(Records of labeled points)
* START *
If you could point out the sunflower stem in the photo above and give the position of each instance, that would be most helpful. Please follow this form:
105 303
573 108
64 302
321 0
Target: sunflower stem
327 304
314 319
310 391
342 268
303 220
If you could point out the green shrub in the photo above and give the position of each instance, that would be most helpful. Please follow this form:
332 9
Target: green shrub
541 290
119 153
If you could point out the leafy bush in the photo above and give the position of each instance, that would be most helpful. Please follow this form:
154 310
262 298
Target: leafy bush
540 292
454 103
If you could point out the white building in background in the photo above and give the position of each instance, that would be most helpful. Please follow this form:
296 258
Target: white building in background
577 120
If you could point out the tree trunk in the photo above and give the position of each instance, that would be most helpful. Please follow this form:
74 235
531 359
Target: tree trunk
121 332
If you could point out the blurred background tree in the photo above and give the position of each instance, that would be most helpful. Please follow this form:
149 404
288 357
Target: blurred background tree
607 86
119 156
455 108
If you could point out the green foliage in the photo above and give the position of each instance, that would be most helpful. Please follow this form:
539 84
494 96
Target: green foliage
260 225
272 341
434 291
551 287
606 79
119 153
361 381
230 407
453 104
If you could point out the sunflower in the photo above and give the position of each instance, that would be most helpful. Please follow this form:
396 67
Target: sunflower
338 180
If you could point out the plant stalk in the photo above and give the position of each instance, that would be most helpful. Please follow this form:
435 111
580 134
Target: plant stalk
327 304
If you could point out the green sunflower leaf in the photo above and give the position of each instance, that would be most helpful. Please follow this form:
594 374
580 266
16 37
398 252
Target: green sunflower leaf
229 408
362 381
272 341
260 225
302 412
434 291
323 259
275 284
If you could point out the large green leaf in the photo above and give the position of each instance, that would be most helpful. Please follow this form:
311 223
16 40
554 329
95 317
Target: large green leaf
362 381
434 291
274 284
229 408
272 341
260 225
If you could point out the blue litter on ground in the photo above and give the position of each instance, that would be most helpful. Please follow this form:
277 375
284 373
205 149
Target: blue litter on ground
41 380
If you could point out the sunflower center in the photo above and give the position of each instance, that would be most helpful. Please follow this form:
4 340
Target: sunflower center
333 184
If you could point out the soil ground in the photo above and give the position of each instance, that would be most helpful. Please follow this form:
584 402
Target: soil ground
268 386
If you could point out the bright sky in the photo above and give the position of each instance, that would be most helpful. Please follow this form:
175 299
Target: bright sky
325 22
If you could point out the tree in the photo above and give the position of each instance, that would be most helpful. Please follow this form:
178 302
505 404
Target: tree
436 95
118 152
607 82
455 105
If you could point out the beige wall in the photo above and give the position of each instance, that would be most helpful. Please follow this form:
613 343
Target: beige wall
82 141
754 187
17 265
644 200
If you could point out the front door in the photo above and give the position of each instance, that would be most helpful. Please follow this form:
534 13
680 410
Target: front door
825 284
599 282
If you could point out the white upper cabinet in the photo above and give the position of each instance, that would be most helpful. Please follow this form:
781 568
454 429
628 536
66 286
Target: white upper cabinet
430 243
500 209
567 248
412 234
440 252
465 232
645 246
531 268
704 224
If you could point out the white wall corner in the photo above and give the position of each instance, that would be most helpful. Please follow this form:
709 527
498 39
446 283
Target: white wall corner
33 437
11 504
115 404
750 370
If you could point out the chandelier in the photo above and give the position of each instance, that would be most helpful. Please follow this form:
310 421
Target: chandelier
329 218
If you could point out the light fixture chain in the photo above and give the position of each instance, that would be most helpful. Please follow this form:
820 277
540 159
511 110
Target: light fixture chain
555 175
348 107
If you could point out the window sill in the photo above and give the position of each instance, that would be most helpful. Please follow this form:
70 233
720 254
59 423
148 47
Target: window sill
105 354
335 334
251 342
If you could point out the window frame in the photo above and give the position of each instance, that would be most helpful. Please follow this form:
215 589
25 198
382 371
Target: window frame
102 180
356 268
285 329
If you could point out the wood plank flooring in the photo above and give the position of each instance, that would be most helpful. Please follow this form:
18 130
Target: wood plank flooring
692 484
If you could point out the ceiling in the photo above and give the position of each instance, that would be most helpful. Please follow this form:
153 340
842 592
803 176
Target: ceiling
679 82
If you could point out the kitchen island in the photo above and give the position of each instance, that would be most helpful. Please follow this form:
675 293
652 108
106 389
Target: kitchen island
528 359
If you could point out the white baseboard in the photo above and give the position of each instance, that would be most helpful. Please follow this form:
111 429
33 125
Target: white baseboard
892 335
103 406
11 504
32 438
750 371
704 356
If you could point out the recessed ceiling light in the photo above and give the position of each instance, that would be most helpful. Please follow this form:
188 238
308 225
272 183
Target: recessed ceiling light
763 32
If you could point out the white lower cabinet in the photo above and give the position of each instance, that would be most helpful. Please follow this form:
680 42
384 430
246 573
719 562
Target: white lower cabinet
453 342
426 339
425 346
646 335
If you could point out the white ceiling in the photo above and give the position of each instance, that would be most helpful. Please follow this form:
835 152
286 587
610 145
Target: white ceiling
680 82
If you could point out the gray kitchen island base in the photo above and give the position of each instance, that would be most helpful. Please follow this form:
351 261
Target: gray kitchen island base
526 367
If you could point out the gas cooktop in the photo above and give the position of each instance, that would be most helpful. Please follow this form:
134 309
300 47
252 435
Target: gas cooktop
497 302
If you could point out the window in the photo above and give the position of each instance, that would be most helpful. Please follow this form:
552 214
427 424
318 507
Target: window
* END *
Everything from the line containing "If you could point out the ceiling" through the final line of the listing, inclusive, must be reproduced exactly; leave out the rest.

If you could point out the ceiling in the photo above and give the position of each instance, that would be most helpful. Please follow this form:
153 340
842 592
803 176
Target: ceiling
679 82
If you could point out the kitchen island in the photo above and give the position of each instance, that would be most helpful. Please follow this form:
675 293
652 108
106 389
Target: kitchen island
528 359
If you could point out the white baseboard in the photo above and give the position of each instance, that would be most helpful. Please follow this form:
111 429
33 125
Target: white baseboard
892 335
103 406
11 504
32 438
750 371
704 356
If you could point out the recessed ceiling light in the photo above and give the position of each instance, that would be most helpful. Please follow this form:
188 238
308 225
272 183
Target: recessed ceiling light
763 32
If you could point out the white lower cabinet in the photo above and give the position of each instance, that would be most helpful. Please follow this form:
680 42
384 430
246 573
719 562
Target: white lower cabinet
453 342
426 339
425 346
646 335
If you could point out the white ceiling in the photo above and give the position of each instance, that would be most helpful. Please follow this form:
835 152
286 587
610 145
Target: white ceiling
680 82
If you could point out the gray kitchen island base in the photo above and give the position of each instance, that would be most helpful. Please follow this form:
351 261
Target: gray kitchen island base
526 367
If you could point out the gas cooktop in the photo above and give the position of each instance, that would be most helpful. Please follow this form:
134 309
300 47
252 435
Target: gas cooktop
497 302
If you could point out the window in the photo above and give the position of each instance, that would be most helpful. Please follow this form:
552 214
427 424
318 507
Target: window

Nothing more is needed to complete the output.